• Data section
- - -
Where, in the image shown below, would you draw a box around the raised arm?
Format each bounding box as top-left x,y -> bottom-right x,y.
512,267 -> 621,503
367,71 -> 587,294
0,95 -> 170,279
- - -
Write out every line of the material above again, adding 17 to each coordinate in the bounding box answers and leaving all other text unchanged.

• Reply to the exercise
Where, in the image shown below, would you draw a box around the raised arm?
Format each bounding box as top-left x,y -> bottom-right x,y.
529,284 -> 638,520
384,88 -> 604,311
17,112 -> 187,296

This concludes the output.